◆ **EXERCISE INSTRUCTIONS**:
Keep the pictures out, and restate the listing that follows exactly as written.

◆ **EXTRACTED RECORDS**:
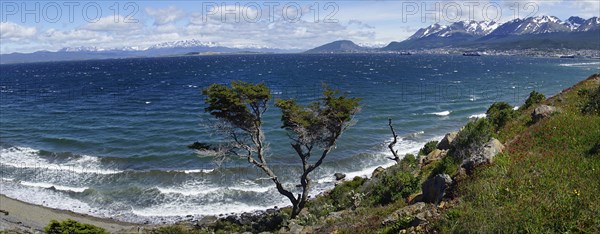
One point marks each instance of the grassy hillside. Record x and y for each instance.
(548, 179)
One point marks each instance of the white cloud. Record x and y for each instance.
(116, 23)
(165, 15)
(15, 32)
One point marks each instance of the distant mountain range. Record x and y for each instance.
(163, 49)
(542, 32)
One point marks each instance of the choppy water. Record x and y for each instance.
(109, 137)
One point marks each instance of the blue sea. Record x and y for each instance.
(109, 137)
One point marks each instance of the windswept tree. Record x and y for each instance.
(313, 129)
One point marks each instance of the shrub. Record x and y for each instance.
(70, 226)
(473, 136)
(392, 187)
(499, 114)
(448, 165)
(428, 148)
(342, 196)
(408, 162)
(592, 106)
(534, 99)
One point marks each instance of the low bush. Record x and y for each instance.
(428, 148)
(533, 99)
(392, 187)
(471, 137)
(592, 105)
(343, 195)
(70, 226)
(499, 114)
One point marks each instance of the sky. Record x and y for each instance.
(29, 26)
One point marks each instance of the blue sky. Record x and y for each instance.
(27, 26)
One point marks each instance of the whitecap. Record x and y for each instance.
(24, 157)
(57, 187)
(478, 116)
(441, 113)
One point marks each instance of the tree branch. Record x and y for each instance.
(393, 143)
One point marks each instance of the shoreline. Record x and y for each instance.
(27, 217)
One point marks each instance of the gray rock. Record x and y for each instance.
(446, 143)
(541, 112)
(339, 176)
(377, 172)
(485, 155)
(410, 210)
(434, 189)
(434, 156)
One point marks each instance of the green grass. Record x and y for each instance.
(546, 181)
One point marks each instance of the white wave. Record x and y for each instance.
(404, 146)
(263, 189)
(57, 187)
(441, 113)
(478, 116)
(46, 197)
(206, 171)
(179, 209)
(590, 64)
(24, 157)
(186, 191)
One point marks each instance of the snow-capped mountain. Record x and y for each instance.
(574, 22)
(589, 25)
(184, 44)
(472, 28)
(533, 32)
(81, 49)
(531, 25)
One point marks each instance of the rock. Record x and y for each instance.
(434, 156)
(410, 210)
(485, 155)
(541, 112)
(206, 220)
(434, 189)
(446, 143)
(377, 172)
(295, 228)
(339, 176)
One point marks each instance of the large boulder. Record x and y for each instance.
(541, 112)
(339, 176)
(434, 156)
(434, 189)
(377, 172)
(485, 155)
(410, 210)
(446, 143)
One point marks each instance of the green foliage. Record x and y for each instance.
(558, 155)
(471, 137)
(173, 229)
(592, 105)
(241, 105)
(499, 114)
(343, 196)
(320, 122)
(448, 165)
(408, 162)
(394, 186)
(402, 223)
(428, 148)
(70, 226)
(533, 99)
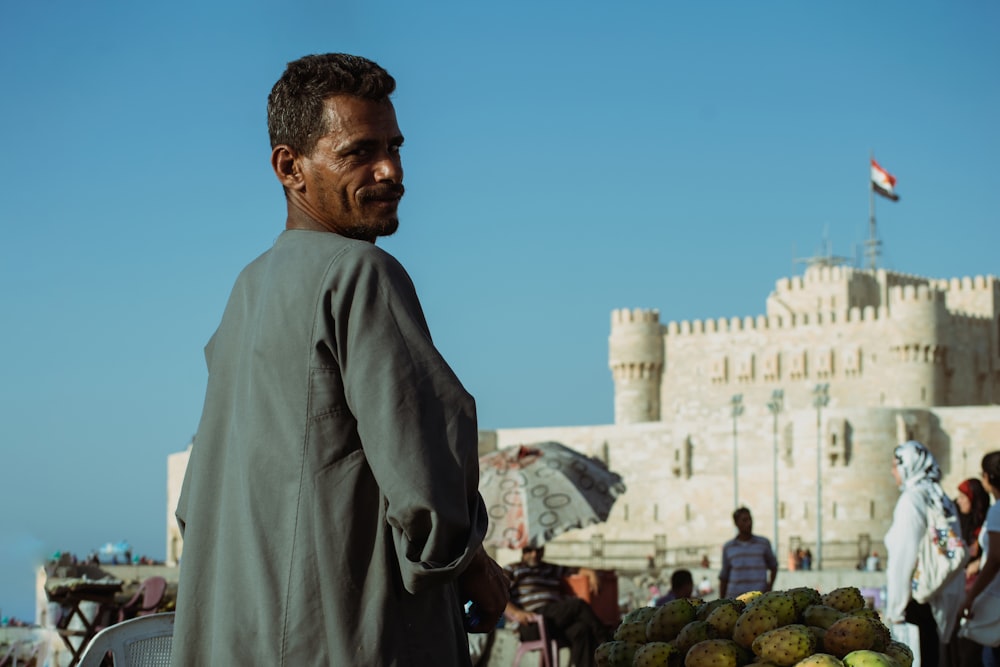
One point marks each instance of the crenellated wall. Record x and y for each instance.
(635, 352)
(877, 339)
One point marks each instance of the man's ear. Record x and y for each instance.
(286, 165)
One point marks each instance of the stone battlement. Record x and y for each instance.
(773, 322)
(914, 293)
(969, 283)
(626, 316)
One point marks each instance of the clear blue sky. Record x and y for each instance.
(562, 159)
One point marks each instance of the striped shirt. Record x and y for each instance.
(534, 587)
(745, 565)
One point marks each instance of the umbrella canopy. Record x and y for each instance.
(535, 492)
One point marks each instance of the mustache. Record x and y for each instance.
(381, 192)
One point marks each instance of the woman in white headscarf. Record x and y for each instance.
(917, 473)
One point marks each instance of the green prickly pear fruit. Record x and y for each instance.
(657, 654)
(615, 654)
(705, 610)
(868, 659)
(692, 633)
(851, 633)
(821, 615)
(803, 597)
(668, 620)
(640, 614)
(748, 597)
(846, 598)
(715, 653)
(779, 602)
(723, 619)
(751, 623)
(820, 660)
(899, 652)
(818, 633)
(786, 645)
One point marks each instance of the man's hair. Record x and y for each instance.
(680, 578)
(295, 110)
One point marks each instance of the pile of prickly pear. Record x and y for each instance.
(791, 628)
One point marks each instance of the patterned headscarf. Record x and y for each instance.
(918, 469)
(915, 464)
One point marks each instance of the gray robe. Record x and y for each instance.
(331, 497)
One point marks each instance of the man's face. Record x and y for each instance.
(353, 179)
(532, 556)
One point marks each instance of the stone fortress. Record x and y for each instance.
(851, 361)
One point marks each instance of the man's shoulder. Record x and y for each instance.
(755, 540)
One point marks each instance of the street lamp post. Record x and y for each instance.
(775, 405)
(737, 407)
(821, 396)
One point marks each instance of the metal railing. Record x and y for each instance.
(643, 555)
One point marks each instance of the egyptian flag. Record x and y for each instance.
(883, 182)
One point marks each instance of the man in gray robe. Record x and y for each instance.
(330, 509)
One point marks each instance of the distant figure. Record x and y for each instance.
(988, 583)
(973, 502)
(537, 590)
(748, 562)
(681, 586)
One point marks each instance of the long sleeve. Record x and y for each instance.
(416, 422)
(909, 522)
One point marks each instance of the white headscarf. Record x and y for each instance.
(919, 482)
(915, 464)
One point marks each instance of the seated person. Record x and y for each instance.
(537, 590)
(681, 586)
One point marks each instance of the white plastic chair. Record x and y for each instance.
(139, 642)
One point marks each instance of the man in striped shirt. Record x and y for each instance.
(537, 590)
(748, 562)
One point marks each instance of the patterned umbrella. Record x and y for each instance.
(535, 492)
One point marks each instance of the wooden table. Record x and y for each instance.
(70, 594)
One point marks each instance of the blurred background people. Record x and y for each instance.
(918, 476)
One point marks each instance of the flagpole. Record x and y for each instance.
(872, 252)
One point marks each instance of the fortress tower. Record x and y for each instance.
(636, 360)
(916, 335)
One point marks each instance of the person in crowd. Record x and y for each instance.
(705, 586)
(330, 508)
(987, 582)
(918, 476)
(681, 586)
(973, 501)
(748, 562)
(537, 590)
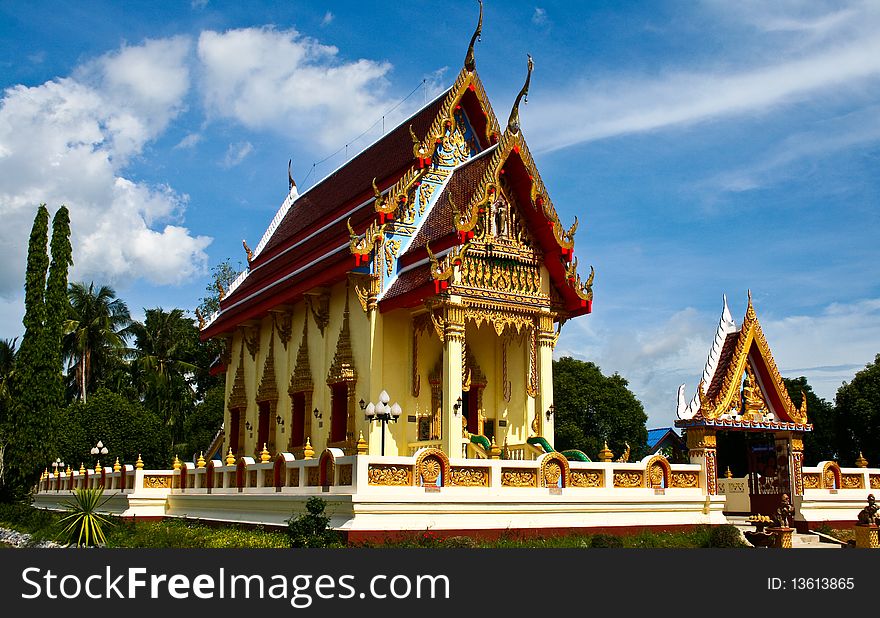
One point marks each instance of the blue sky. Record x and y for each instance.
(706, 148)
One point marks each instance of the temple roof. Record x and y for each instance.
(362, 207)
(741, 386)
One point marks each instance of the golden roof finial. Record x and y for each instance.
(494, 450)
(513, 121)
(470, 61)
(247, 250)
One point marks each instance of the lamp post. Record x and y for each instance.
(383, 413)
(98, 450)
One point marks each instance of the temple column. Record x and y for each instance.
(796, 462)
(702, 448)
(546, 339)
(453, 340)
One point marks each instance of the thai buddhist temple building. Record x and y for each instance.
(434, 267)
(742, 391)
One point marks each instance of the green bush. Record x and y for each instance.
(313, 528)
(83, 524)
(726, 535)
(606, 540)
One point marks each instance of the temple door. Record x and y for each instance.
(263, 426)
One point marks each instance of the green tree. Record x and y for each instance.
(592, 408)
(202, 424)
(164, 348)
(823, 442)
(223, 274)
(31, 390)
(858, 416)
(124, 426)
(95, 336)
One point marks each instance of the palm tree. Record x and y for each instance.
(95, 333)
(164, 347)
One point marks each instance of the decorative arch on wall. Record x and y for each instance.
(432, 467)
(341, 378)
(554, 470)
(267, 400)
(658, 472)
(831, 477)
(327, 466)
(300, 392)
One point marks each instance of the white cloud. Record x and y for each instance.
(847, 58)
(68, 141)
(189, 141)
(281, 80)
(539, 17)
(236, 153)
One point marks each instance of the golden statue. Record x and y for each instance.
(755, 406)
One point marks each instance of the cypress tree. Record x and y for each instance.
(23, 431)
(57, 303)
(37, 390)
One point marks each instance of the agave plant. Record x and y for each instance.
(84, 523)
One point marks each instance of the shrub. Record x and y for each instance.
(726, 535)
(313, 528)
(84, 523)
(606, 540)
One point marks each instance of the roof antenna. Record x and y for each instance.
(513, 121)
(470, 61)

◆ **SOLUTION**:
One point marks each instance of the grassy hillside. Record x and y for each instance.
(548, 179)
One point marks each instance of the white cloud. Record x and y for each instance.
(116, 23)
(165, 15)
(15, 32)
One point marks each instance of the distant mountain range. Record x and y for each instance.
(163, 49)
(542, 32)
One point marks each instance of the choppy water. Record x and y for each instance.
(109, 137)
One point marks each instance of the blue sea. Record x and y for each instance.
(109, 137)
One point marks each instance of the windswept tree. Record x and y for each instance.
(313, 129)
One point marks each instance of the shrub. Record x and y for each instance.
(70, 226)
(473, 136)
(392, 187)
(499, 114)
(448, 165)
(428, 148)
(342, 196)
(408, 162)
(592, 106)
(534, 99)
One point marks each instance of the low bush. Record x and y for each instance.
(428, 148)
(533, 99)
(392, 187)
(471, 137)
(592, 105)
(343, 195)
(70, 226)
(499, 114)
One point marks each instance of the sky. Record x and y for each instance.
(29, 26)
One point marks each instance of the blue sky. Record x and y for each instance.
(27, 26)
One point marks each instance of the whitecap. Record x and y for each instance.
(24, 157)
(57, 187)
(478, 116)
(441, 113)
One point marks each instance of the tree branch. Record x and y for each instance.
(393, 143)
One point marks each instance of the shoreline. Record x and y for each instance.
(27, 217)
One point marks each instance of the gray rock. Record x and y for each instance.
(446, 143)
(541, 112)
(339, 176)
(377, 172)
(485, 155)
(410, 210)
(434, 189)
(434, 156)
One point marks each instance of the green grass. Record x and y for each instance.
(546, 181)
One point marks each instance of the white wave. Record x and y for each instance.
(404, 146)
(263, 189)
(57, 187)
(441, 113)
(478, 116)
(46, 197)
(206, 171)
(179, 209)
(590, 64)
(24, 157)
(186, 191)
One point marks each instance of the snow-capped mountain. Record x and y for each instance.
(574, 22)
(589, 25)
(184, 44)
(472, 28)
(533, 32)
(81, 49)
(531, 25)
One point marks each instance of the rock. Record x and y for each instance.
(434, 156)
(410, 210)
(485, 155)
(541, 112)
(206, 220)
(434, 189)
(446, 143)
(377, 172)
(295, 228)
(339, 176)
One point marks each instance of the large boulder. Record x and y for each instance.
(541, 112)
(339, 176)
(434, 156)
(434, 189)
(377, 172)
(485, 155)
(410, 210)
(446, 143)
One point marks each instance of the green foliage. Record x and y for each instance.
(558, 155)
(471, 137)
(173, 229)
(592, 105)
(241, 105)
(499, 114)
(343, 196)
(320, 122)
(448, 165)
(408, 162)
(394, 186)
(402, 223)
(428, 148)
(70, 226)
(533, 99)
One point marks each instance of the crenellated wall. Record x and y for each instance.
(635, 352)
(877, 339)
One point marks each instance of the man's ear. Record x and y for each instance.
(286, 165)
One point marks each instance of the stone battlement. Record x and y for each instance.
(773, 322)
(914, 293)
(969, 283)
(626, 316)
One point marks each instance of the clear blue sky. Record x and y for each instance.
(562, 159)
One point marks each instance of the striped shirt. Record x and y for each instance.
(534, 587)
(745, 565)
One point marks each instance of the umbrella canopy. Record x and y for each instance.
(535, 492)
One point marks each instance of the mustache. Record x and y for each instance.
(381, 192)
One point marks each instance of the woman in white headscarf. Record x and y for each instance.
(917, 473)
One point marks each instance of the green prickly pear fruit. Record x and y for each instance.
(657, 654)
(615, 654)
(705, 610)
(868, 659)
(692, 633)
(851, 633)
(821, 615)
(803, 597)
(668, 620)
(640, 614)
(748, 597)
(846, 598)
(715, 653)
(779, 602)
(723, 619)
(751, 623)
(820, 660)
(899, 652)
(818, 633)
(786, 645)
One point marks each instance of the man's hair. Record x and y for each instance.
(680, 578)
(295, 110)
One point marks each instance of the pile of prickly pear. Record x and y for each instance.
(791, 628)
One point marks each instance of the patterned headscarf. Record x and y for each instance.
(918, 469)
(915, 464)
One point marks each instance of the gray robe. Record x and y for each instance.
(331, 497)
One point marks each instance of the man's face. Record x and y for each instance.
(353, 179)
(532, 556)
One point marks each instance of the stone fortress. Record x and y for each instance.
(851, 361)
One point marks each instance of the man's shoulder. Record x and y for each instance.
(755, 540)
One point marks each instance of the street lamp post. Record x and y for each instance.
(775, 405)
(737, 407)
(821, 396)
One point marks each instance of the metal railing. Record x and y for each instance.
(643, 555)
One point marks each instance of the egyptian flag. Record x and y for each instance.
(883, 182)
One point marks each instance of the man in gray robe. Record x and y for each instance.
(330, 509)
One point marks each instance of the distant figure. Record x and y for each instance.
(988, 583)
(973, 502)
(537, 590)
(748, 562)
(681, 586)
One point marks each instance of the long sleeve. Record x and y for each instance.
(416, 422)
(909, 522)
One point marks each instance of the white headscarf. Record x and y for each instance.
(919, 482)
(915, 464)
One point marks each instance of the seated person. Record x and y for each instance.
(537, 590)
(681, 586)
One point marks each instance of the white plastic chair. Record x and y for each instance.
(139, 642)
One point marks each instance of the man in striped shirt. Record x and y for each instance.
(537, 590)
(748, 562)
One point marks each instance of the patterned umbrella. Record x and y for each instance.
(535, 492)
One point marks each instance of the wooden table. Record x and y for each instance.
(70, 594)
One point marks each instance of the blurred background people. Record x and y for each instance.
(918, 476)
One point marks each instance of the flagpole. Record x and y for each instance.
(872, 252)
One point marks each instance of the fortress tower. Record x and y for each instance.
(636, 360)
(916, 335)
One point marks each instance of the person in crowd. Record x and y for each instance.
(705, 586)
(330, 508)
(987, 582)
(918, 476)
(681, 586)
(973, 501)
(748, 562)
(537, 590)
One point marks each instance of the blue sky. Record x and y for each instance.
(706, 148)
One point marks each instance of the temple roof. Record x and y for each instance.
(362, 207)
(741, 386)
One point marks each instance of the golden roof finial. Record x and y for each instance.
(494, 450)
(513, 121)
(470, 61)
(247, 250)
One point marks each instance of the lamp post. Record x and y for each instance.
(383, 413)
(98, 450)
One point marks each instance of the temple column. Record x and y for each instance.
(796, 462)
(702, 448)
(546, 339)
(453, 340)
One point marks each instance of the thai buddhist temple building. Record x and y for each instance.
(434, 267)
(742, 391)
One point marks each instance of the green bush. Record x and y for each instance.
(313, 528)
(83, 524)
(726, 535)
(606, 540)
One point marks each instance of the temple door. Record x and y for each instance.
(263, 426)
One point marks each instance of the green tree. Record x and y for each instance.
(592, 408)
(202, 424)
(164, 348)
(823, 442)
(223, 274)
(31, 390)
(858, 416)
(124, 426)
(95, 336)
One point marks each instance of the palm tree. Record x and y for each instance.
(95, 333)
(164, 347)
One point marks each instance of the decorative arch on wall. Record x and y for each instance.
(432, 467)
(341, 378)
(554, 470)
(267, 400)
(658, 472)
(831, 477)
(327, 466)
(300, 392)
One point marks each instance of the white cloud. Record x and y for each instance.
(847, 58)
(68, 141)
(189, 141)
(281, 80)
(539, 17)
(236, 153)
One point marks each instance of the golden statue. Record x and y for each instance.
(755, 406)
One point marks each instance of the cypress tree. Record x and y for each instance.
(23, 431)
(57, 303)
(37, 390)
One point marks each instance of the agave plant. Record x and y for each instance.
(84, 523)
One point marks each instance of the shrub. Record x and y for each instance.
(726, 535)
(313, 528)
(84, 523)
(606, 540)
One point marks each instance of the roof antenna. Record x and y for each instance.
(513, 121)
(470, 61)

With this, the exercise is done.